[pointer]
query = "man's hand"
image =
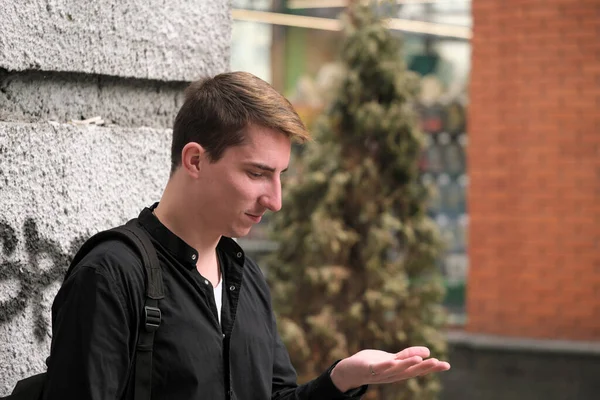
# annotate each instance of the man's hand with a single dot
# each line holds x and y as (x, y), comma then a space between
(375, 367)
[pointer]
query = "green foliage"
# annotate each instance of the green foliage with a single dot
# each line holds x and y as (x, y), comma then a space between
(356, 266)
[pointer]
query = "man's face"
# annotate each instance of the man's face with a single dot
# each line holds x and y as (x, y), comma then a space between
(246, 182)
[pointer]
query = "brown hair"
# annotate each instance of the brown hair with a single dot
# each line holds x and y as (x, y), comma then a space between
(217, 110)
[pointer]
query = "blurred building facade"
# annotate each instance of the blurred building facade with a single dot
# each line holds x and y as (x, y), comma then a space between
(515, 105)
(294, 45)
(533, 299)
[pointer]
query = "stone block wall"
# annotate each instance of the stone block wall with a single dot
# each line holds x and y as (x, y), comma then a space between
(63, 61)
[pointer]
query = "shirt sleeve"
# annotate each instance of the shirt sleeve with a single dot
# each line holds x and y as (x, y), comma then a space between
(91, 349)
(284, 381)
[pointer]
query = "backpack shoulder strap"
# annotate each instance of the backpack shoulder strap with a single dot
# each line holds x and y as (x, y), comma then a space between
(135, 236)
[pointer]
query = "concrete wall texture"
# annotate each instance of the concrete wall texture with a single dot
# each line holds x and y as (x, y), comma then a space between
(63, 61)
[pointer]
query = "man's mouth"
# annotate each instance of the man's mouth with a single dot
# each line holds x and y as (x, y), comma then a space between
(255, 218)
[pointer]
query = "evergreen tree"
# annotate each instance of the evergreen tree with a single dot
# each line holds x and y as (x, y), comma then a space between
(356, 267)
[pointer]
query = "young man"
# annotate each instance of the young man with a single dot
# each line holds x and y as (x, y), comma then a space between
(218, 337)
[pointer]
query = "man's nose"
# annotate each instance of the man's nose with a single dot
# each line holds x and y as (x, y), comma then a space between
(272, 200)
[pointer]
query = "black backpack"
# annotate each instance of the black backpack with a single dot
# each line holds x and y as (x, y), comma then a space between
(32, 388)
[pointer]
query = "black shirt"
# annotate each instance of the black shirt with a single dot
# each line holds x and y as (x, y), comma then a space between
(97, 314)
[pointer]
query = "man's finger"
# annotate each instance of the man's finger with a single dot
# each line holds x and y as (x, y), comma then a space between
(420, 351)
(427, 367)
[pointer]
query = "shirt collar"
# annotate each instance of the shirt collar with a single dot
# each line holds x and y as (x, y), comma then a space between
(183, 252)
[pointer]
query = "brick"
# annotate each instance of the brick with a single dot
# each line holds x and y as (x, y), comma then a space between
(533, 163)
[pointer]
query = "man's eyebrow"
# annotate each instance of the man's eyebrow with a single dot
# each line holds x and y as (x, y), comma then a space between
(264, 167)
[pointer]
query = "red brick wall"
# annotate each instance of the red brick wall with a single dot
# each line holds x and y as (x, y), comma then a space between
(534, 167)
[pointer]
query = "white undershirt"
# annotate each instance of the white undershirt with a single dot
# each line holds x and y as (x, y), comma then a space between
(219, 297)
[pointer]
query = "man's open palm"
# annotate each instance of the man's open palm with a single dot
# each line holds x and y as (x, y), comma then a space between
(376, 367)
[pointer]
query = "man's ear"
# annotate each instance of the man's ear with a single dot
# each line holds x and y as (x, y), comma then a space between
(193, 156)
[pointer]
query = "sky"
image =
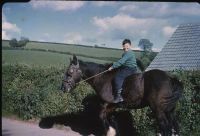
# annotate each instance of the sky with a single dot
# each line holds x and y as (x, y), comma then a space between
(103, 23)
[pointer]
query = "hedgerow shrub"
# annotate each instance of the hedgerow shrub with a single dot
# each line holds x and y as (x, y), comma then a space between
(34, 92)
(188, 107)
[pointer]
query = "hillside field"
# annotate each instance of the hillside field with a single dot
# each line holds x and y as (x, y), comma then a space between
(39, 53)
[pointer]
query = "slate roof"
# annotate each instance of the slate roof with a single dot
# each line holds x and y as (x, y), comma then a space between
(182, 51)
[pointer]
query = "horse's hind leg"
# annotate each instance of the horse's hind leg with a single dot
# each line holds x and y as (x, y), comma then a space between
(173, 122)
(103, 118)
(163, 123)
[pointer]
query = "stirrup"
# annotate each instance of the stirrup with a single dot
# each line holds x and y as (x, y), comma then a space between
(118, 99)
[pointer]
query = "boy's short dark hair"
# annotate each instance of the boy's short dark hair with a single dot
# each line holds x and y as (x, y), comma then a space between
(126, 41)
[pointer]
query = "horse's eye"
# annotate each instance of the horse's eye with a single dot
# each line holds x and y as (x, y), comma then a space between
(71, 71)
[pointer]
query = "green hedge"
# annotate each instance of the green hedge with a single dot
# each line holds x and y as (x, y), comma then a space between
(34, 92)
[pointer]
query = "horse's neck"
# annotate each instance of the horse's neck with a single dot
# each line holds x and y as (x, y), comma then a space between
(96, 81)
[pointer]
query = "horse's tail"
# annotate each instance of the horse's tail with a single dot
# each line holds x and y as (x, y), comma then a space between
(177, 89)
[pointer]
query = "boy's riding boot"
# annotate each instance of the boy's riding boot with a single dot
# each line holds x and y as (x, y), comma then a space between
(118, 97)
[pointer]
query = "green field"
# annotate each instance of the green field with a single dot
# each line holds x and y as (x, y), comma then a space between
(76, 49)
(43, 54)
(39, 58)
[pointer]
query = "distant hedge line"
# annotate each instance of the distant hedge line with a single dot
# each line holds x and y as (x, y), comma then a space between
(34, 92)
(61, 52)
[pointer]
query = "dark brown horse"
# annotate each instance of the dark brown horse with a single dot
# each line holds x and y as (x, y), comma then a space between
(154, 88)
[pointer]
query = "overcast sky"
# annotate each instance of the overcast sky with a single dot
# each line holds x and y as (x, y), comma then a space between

• • • • •

- Task instructions:
Leave out the pictures and output every record above precisely as given.

- Reply to the exercise:
[pointer]
query = "man's hand"
image =
# annotate each instance of the man's hand with a single dot
# each line holds x and y as (x, y), comma then a space between
(375, 367)
[pointer]
query = "green foliage"
# annotate each instance of the green foliage with a single dot
# each line holds x and y as (x, y), comma then a space between
(356, 266)
[pointer]
query = "man's face"
# annotate each instance of the man's face with a single dot
# each line holds x and y as (x, y), comma then a space between
(246, 182)
[pointer]
query = "brown hair"
# annotate each instance of the brown hair with a single dot
# each line holds x and y as (x, y), comma then a space between
(217, 110)
[pointer]
query = "blurred building facade"
# annotate each instance of the blurred building facade with a single dot
# each line holds x and y as (x, y), comma then a space between
(515, 105)
(294, 45)
(533, 299)
[pointer]
query = "stone block wall"
# annotate each instance of the stone block wall with a single dot
# each line holds x and y as (x, y), comma then a space between
(63, 61)
[pointer]
query = "shirt sleeve"
# annotate each instance of the shirt sleeve with a single dot
# each line holds x and y as (x, y), comma then a space between
(91, 349)
(284, 381)
[pointer]
query = "backpack shoulder strap"
# annotate each instance of the backpack shoulder strap with a single dot
# each line holds x and y as (x, y), comma then a space between
(135, 236)
[pointer]
query = "concrete wall texture"
# annotate each instance of the concrete wall texture with a single dot
# each line holds x and y as (x, y), comma then a space between
(63, 61)
[pointer]
query = "man's mouth"
# annotate each instance of the man's mouth with a single dot
# each line holds x and y as (x, y), comma then a space between
(255, 218)
[pointer]
query = "evergreen tree"
# annotate each instance of the evergreen tree with a single dot
# each line holds x and y as (x, y), comma then a space between
(356, 267)
[pointer]
query = "young man"
# annotate each instance of the young man with a single dot
# each line holds x and y as (x, y), comma then a space between
(218, 337)
[pointer]
query = "man's nose"
# annotate each instance of the man's nose with a single dot
# each line holds x and y as (x, y), comma then a space between
(272, 200)
[pointer]
query = "black backpack"
# annotate each instance of the black backpack with a single dot
# each line holds x and y as (x, y), comma then a space between
(32, 388)
[pointer]
query = "black shirt"
# annotate each instance of the black shirt with a single dot
# each line holds x and y as (x, y), comma then a space between
(97, 314)
[pointer]
query = "man's finger"
# annotate each instance of the man's finger with a single dot
# each line holds x and y as (x, y), comma then a space between
(420, 351)
(427, 367)
[pointer]
query = "shirt collar"
# annotate each instance of the shirt collar with a single dot
# each line holds x and y as (x, y), comma then a space between
(183, 252)
[pointer]
query = "brick"
# annotate each instance of the brick with a single dot
# each line holds x and y as (x, y), comma then a space between
(533, 163)
[pointer]
query = "man's eyebrow"
# annotate each instance of the man's eyebrow with a single dot
# each line holds x and y as (x, y), comma then a space between
(264, 167)
[pointer]
query = "red brick wall"
# annotate each instance of the red brick wall with a single dot
# each line holds x and y as (x, y), comma then a space between
(534, 167)
[pointer]
query = "white undershirt"
# annotate each instance of the white undershirt with a single dot
# each line holds x and y as (x, y), comma then a space between
(219, 297)
[pointer]
query = "man's open palm"
# annotate each instance of the man's open palm with a single dot
# each line holds x and y as (x, y), comma then a space between
(376, 367)
[pointer]
query = "man's ear"
# annotate each instance of the man's ear with a single dot
# each line holds x and y as (x, y), comma then a space between
(193, 156)
[pointer]
query = "sky"
image =
# annotate each instance of the sky with a single dot
# each line holds x and y as (x, y), comma then a space between
(103, 23)
[pointer]
query = "hedgerow shrub"
# annotate each instance of the hedgerow shrub with a single dot
# each line holds x and y as (x, y), comma then a space between
(34, 92)
(188, 107)
[pointer]
query = "hillside field"
# annotate each instance of the hillside field with a single dot
# each line holds x and y as (x, y), comma then a space between
(39, 53)
[pointer]
query = "slate roof"
# annotate each instance of the slate roof with a single dot
# each line holds x and y as (x, y), comma then a space between
(182, 51)
[pointer]
query = "horse's hind leg"
# annotate each instance of the horse's hind leg with a single dot
# each line holds x and y as (x, y), comma then a space between
(173, 122)
(103, 118)
(163, 123)
[pointer]
query = "stirrup"
# annotate each instance of the stirrup with a single dot
# each line holds x and y as (x, y), comma then a space between
(118, 99)
[pointer]
query = "boy's short dark hair"
# annotate each instance of the boy's short dark hair with a single dot
# each line holds x and y as (x, y), comma then a space between
(126, 41)
[pointer]
query = "horse's eye"
# annotate each instance of the horse's eye with a single dot
# each line holds x and y as (x, y), comma then a space between
(71, 71)
[pointer]
query = "green hedge"
# annotate each instance of the green hedge with a single dot
# each line holds x and y as (x, y), comma then a space between
(34, 92)
[pointer]
query = "horse's neck"
# annotate each instance of the horse's neck with a single dot
# each line holds x and y as (x, y), comma then a space between
(96, 81)
[pointer]
query = "horse's tail"
# annotate each instance of the horse's tail with a single dot
# each line holds x and y as (x, y), comma then a space between
(177, 89)
[pointer]
query = "boy's riding boot"
# annotate each instance of the boy's riding boot with a single dot
# each line holds x and y as (x, y), comma then a space between
(118, 97)
[pointer]
query = "green field"
# annotate each instance of the green field with a single dot
# each line holds x and y as (x, y), comma then a space between
(76, 49)
(43, 54)
(39, 58)
[pointer]
query = "distant hedge line"
# annotate each instance of the distant hedge line with a single dot
# each line holds x and y as (x, y), comma then a space between
(34, 92)
(61, 52)
[pointer]
query = "dark brown horse"
# annotate each instance of the dark brown horse with a single dot
# each line holds x and y as (x, y), comma then a space between
(154, 88)
[pointer]
query = "overcast sky"
# annotate each instance of the overcast sky with a single dot
# each line holds x and y as (x, y), comma then a space between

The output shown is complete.